**PROBLEM REQUIREMENTS**
Translate this sentence from the text comparing two financial options into Spanish: "A guaranteed 3.25% return is nothing to sneeze at."
** START OF TEXT SECTION **
Putting the numbers in the equation with the 4700 instead of the 5100, i get an even wash given the 6.5% return. (Both options are around 392k now)

sort of a game changer.....at least i can say that i need to give it more thoughts.

Pros with option 1:
- peace of mind after 3 years
- guaranteed 3.25% returns
- i may not be able to even get 6.5% return over the next 7 years

Pros with option 2:
- more liquidity in stocks/mutual funds (we currently have about 1.5 years of liquid cash but the extra will still be considered liquidity as far as i'm concerned....)
- i may get much more than 6.5% return over the next 7 years
- tax benefits of paying interest....reducing that 3.25% rate to around 2.9%

Thank you again pcity! Good thinking!
I think option #1 is best. A guaranteed 3.25% return is nothing to sneeze at. Who knows how long QE will last to prop up the stock market?
** END OF TEXT SECTION **
** START OF ENTRIES SUPPLIED **
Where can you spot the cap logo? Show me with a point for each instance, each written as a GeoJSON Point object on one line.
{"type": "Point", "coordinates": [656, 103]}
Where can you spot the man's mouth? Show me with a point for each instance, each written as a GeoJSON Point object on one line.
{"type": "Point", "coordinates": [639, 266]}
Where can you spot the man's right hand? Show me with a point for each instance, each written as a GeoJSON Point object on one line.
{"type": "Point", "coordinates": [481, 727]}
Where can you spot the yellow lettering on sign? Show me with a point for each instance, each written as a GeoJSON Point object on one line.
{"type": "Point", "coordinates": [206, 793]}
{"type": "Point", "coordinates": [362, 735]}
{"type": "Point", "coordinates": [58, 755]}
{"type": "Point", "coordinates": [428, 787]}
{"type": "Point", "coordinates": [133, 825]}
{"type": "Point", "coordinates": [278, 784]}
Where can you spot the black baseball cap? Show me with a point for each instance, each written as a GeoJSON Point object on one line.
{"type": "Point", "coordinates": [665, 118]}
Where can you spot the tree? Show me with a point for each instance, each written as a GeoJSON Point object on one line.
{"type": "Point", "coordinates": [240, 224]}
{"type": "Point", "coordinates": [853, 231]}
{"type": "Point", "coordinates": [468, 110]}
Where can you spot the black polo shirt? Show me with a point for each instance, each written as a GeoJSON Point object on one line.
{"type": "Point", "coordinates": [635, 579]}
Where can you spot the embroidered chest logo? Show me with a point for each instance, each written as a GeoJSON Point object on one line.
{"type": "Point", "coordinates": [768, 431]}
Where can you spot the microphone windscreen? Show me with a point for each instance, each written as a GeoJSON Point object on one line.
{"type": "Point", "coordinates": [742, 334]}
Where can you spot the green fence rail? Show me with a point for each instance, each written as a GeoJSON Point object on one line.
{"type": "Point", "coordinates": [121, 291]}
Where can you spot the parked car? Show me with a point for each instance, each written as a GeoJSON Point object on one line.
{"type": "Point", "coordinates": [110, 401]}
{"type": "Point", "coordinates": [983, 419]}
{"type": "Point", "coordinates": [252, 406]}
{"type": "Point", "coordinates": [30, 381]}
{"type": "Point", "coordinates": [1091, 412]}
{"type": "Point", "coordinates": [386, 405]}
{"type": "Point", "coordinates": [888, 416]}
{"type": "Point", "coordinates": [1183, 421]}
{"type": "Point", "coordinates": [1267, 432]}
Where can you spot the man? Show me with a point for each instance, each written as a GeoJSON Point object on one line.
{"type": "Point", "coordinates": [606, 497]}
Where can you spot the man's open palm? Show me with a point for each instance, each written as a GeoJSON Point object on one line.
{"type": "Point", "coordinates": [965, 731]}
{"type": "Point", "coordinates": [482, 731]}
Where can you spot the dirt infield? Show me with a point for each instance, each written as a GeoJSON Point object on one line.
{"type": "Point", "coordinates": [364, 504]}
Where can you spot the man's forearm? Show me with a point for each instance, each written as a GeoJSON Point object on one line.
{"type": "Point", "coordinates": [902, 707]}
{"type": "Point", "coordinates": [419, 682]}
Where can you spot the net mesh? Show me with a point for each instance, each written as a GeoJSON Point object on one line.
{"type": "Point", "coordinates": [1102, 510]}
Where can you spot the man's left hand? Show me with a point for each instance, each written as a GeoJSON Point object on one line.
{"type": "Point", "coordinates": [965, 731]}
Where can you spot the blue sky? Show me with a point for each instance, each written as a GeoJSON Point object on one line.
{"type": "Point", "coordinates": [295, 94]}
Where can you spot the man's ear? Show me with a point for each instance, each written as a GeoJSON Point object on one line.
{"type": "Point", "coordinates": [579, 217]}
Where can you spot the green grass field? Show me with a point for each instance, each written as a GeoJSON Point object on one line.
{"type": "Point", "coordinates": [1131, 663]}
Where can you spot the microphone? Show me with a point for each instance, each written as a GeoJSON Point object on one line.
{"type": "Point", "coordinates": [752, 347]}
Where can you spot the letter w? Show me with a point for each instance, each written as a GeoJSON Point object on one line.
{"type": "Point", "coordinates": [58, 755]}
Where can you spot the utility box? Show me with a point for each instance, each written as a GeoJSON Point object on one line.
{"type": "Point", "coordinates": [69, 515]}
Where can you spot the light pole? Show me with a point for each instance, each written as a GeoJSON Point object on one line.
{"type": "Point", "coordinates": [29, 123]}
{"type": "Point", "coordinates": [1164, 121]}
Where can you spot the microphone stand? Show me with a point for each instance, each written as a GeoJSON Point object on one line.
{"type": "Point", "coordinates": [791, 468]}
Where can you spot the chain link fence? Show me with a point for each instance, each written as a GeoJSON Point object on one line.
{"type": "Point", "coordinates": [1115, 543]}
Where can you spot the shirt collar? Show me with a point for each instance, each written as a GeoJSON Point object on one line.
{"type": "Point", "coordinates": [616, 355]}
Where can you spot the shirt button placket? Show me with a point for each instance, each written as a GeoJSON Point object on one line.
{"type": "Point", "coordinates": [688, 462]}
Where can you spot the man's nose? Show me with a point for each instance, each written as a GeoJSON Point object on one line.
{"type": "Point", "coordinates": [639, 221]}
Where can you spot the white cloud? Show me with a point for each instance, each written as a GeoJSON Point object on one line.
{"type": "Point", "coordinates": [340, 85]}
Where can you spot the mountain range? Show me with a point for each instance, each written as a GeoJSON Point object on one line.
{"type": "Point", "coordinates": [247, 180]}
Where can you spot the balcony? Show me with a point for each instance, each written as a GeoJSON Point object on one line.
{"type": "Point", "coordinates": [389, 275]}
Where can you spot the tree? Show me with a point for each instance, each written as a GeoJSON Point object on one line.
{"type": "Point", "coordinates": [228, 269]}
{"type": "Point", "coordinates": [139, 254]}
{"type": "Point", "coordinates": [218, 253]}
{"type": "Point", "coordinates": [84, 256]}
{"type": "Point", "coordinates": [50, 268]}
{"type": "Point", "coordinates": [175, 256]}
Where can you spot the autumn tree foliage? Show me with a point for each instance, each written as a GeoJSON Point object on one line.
** END OF ENTRIES SUPPLIED **
**TASK ANSWER**
Un rendimiento garantizado del 3,25 % no es algo despreciable.